[Start of section]

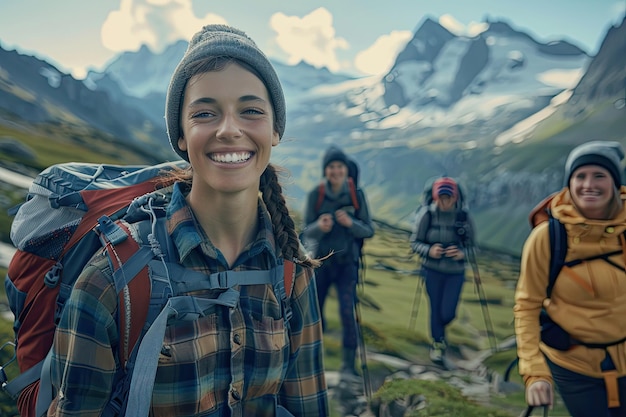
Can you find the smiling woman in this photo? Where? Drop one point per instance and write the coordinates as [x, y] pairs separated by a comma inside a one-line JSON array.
[[588, 299], [253, 346]]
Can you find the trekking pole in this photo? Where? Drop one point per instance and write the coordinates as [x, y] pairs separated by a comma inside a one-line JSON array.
[[481, 295], [416, 301], [367, 384]]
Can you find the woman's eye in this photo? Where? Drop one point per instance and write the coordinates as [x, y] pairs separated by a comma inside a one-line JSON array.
[[202, 114], [253, 111]]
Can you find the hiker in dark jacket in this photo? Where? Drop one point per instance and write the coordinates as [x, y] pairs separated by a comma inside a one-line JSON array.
[[440, 234], [334, 225], [225, 111]]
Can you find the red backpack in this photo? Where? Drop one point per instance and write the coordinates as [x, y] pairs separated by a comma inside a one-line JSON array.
[[72, 211], [54, 234]]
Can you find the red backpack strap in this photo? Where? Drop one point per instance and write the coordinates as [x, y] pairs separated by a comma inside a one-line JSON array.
[[353, 195], [290, 275], [139, 288]]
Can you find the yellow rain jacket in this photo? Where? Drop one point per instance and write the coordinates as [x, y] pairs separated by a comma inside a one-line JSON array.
[[588, 300]]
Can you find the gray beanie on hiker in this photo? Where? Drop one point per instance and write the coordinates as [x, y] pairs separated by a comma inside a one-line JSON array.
[[607, 154], [221, 41]]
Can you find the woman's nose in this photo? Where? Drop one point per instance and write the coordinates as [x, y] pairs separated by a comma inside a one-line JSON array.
[[229, 127]]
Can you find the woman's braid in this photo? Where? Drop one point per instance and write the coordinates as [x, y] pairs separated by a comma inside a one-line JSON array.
[[284, 227]]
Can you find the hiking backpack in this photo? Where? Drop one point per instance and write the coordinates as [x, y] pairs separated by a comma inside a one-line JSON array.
[[353, 189], [72, 211]]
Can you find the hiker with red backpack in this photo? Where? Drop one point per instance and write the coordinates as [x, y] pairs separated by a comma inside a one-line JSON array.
[[222, 349], [337, 219], [570, 319], [441, 231]]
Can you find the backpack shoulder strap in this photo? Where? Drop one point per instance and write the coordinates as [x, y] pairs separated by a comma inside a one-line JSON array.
[[353, 194], [558, 251], [321, 191]]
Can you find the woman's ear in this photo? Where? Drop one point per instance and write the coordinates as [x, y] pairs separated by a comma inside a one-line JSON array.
[[182, 144]]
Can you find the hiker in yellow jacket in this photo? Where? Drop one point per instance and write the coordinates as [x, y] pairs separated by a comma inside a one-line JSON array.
[[588, 299]]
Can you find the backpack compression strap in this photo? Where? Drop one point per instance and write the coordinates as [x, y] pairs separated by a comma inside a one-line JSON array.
[[558, 247], [128, 261]]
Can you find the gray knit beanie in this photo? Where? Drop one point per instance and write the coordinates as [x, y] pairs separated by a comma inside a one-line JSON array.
[[221, 41], [607, 154]]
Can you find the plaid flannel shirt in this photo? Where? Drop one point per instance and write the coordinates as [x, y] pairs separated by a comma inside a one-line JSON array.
[[237, 362]]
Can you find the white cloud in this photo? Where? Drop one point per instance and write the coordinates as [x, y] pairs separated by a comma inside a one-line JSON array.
[[311, 39], [156, 23], [561, 78], [619, 9], [459, 29], [378, 58]]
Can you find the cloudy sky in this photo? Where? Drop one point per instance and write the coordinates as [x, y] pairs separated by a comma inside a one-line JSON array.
[[353, 36]]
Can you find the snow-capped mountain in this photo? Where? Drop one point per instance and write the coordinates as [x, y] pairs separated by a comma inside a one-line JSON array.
[[498, 110]]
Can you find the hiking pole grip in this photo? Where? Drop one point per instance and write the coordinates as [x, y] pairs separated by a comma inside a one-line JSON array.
[[528, 412]]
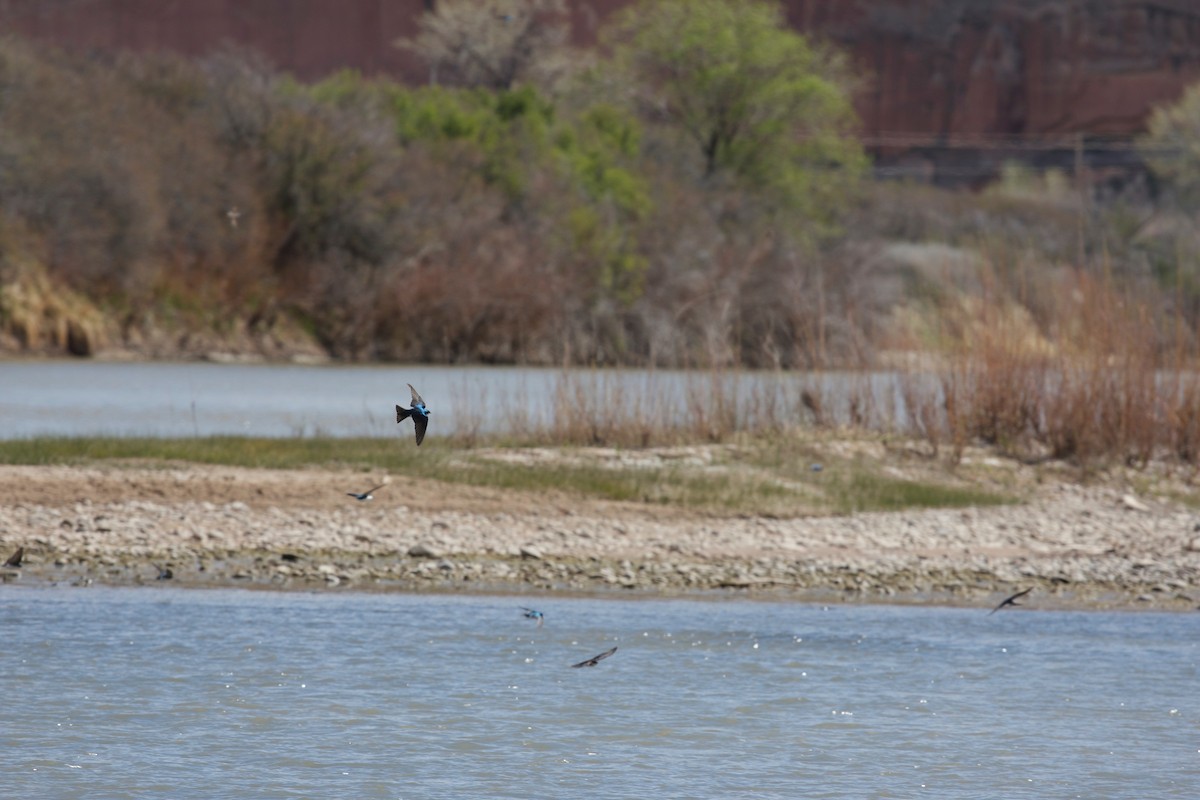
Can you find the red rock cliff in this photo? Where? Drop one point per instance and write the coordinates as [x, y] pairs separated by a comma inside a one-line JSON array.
[[934, 67]]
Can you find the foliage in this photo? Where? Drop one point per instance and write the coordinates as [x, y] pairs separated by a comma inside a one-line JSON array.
[[751, 98], [496, 44], [1171, 145]]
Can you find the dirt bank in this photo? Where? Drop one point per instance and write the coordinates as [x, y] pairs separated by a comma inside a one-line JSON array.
[[1080, 547]]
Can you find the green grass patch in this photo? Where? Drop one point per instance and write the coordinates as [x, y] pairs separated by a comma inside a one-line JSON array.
[[765, 477]]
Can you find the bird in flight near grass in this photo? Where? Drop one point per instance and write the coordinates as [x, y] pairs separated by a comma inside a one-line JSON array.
[[419, 413], [594, 660], [1011, 601], [366, 495]]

[End of section]

* AIM OF THE TASK
The listing above needs to be output again exactly. Don't include the pictures.

* ANSWER BOX
Can you find the smiling woman in this photo? Where? Drop one point per instance and write the coordinates as [x, y] pairs separated by a comma inside a one-line JSON array.
[[588, 299], [253, 346]]
Can you find the trekking pole in this photo? Where? Drop one point per instance and write the coordinates as [x, y] pairs separated by a comma inside a one-line JSON array.
[[481, 295], [416, 301], [367, 384]]
Can you find the woman's eye in this photo? Where? Drop one point per instance and write the coordinates as [x, y] pairs separated by a comma inside a one-line JSON array.
[[202, 114], [253, 111]]
Can you find the hiker in dark jacket in this photo? Where? Drop one point per instance and write the coordinates as [x, y] pairs separated by a comma inside a one-line JSON array.
[[440, 234], [334, 225], [225, 111]]
Can you find the red backpack in this photo? Where? Drop one point per instance and write the coordinates as [x, y] pairs separated by a comma inside a one-line JSON array.
[[72, 211], [54, 234]]
Can you find the red backpack strap in this photo? Where? Drop one point per instance and write the coordinates as [x, y] pairs separated by a comma inside a one-line JSON array.
[[353, 195], [290, 275], [139, 288]]
Can you find the yellow rain jacket in this photo? Where? Drop one point per instance and write the coordinates as [x, y] pairs separated by a comma inside a one-line JSON array.
[[588, 300]]
Can you find the gray beanie on hiker in this photo? Where? Drop one point per instance and write the coordinates as [x, y] pairs separated by a comma inside a one-line JSON array.
[[607, 154], [221, 41]]
Can you find the woman's nose in this photo? Where? Drop one point per instance and write the coordinates as [x, y] pairs separated by a comma inside a one-line JSON array.
[[229, 127]]
Can you find the woman's braid in this photo? Where? Drop one point per instance and write the coordinates as [x, y] pairs separated by a comma inside a one-line JSON array.
[[284, 227]]
Can you find the hiking backpack in this photo? Where? Drop one point per instance and write the coordinates as [x, y] pairs separated by a comma inside a one-line JSON array.
[[353, 189], [72, 211]]
Can you find the hiker with red backpack in this photo? Where? Drop one point per instance and write the coordinates as [x, y] pairs separated by a comma inside a one-line JSON array.
[[222, 349], [337, 219], [570, 319], [441, 231]]
Can you find the backpack shoulder strap in this photo? Where? Drop one point per instance and write the coordinates as [x, y] pairs separated by a comma inside a one-line JSON array.
[[353, 194], [558, 251], [321, 191]]
Can you find the woman's ear in this photo? Where? Drop one point per instance and write the coordinates as [x, y] pairs separated by a comma inside a one-line JSON array.
[[182, 144]]
Can you find the hiker in yellow jacket in this photo? Where? Drop one point per instance and write the coordinates as [x, y] pairs separated by a comma inside a one-line JSON array.
[[588, 299]]
Can you find the backpack compression strap in this photo? Where? Drop one point per instance and write the coordinates as [x, y] pairs separated by a comma inside a one-line JSON array.
[[558, 247], [128, 261]]
Can you find the gray knit beanie in this photo? Where? Drop one point per instance and write the coordinates as [x, y] pairs separated by a comma inside a one-line JSON array.
[[221, 41], [607, 154]]
Can you find the plaid flannel shirt in this photo? Where? Drop one point per instance and write the coordinates as [x, y] pairs separated by a comma inside a one-line JSON array.
[[237, 362]]
Can you find the white cloud in this photo? Where? Drop one point per instance and write the coordinates as [x, y] pairs separated by a comma inside a one-line JSON array.
[[311, 39], [156, 23], [561, 78], [619, 9], [459, 29], [378, 58]]
Can you find the cloudy sky in this photo? Where? Drop one point per instance and write the coordinates as [x, y] pairs separated by a comma inside a one-line JSON array.
[[353, 36]]
Can you find the snow-capped mountain in this photo? Where? Drop one point per instance and write the coordinates as [x, y] pairs separated by a comma inside a one-line JSON array.
[[498, 110]]
Can you find the hiking pole grip in this photo? Where? Drop one point per instance and write the coordinates as [x, y] pairs separated by a comma inside a one-line JSON array.
[[528, 412]]
Can you find the red rock cliff in this photo? Where? Drop one point per instance and write the coordinates as [x, y] pairs separated by a comma inside a one-line JSON array.
[[934, 67]]
Can you find the foliage in this photo? Where? Drop one point per instance and write the coordinates as [x, y] pairs separated by a comma inside a one-line JSON array.
[[751, 98], [496, 44], [1171, 145]]
Can you find the dirt bank in this photo? Where? Drop one point per instance and write the coordinates as [x, y] pairs separated by a comma inside a one-line JSON array.
[[1080, 547]]
Can you find the green grass patch in this photo? Where? Drop one point per instance and write the coordinates as [x, y] pairs separated by a comma inside a one-line JSON array.
[[765, 477]]
Can you find the bird in flight near grass in this photo? Where? Drop one point per instance and write the coordinates as [x, y] pairs separated by a comma inside a one-line JSON array.
[[419, 413], [594, 660], [1011, 601], [366, 495]]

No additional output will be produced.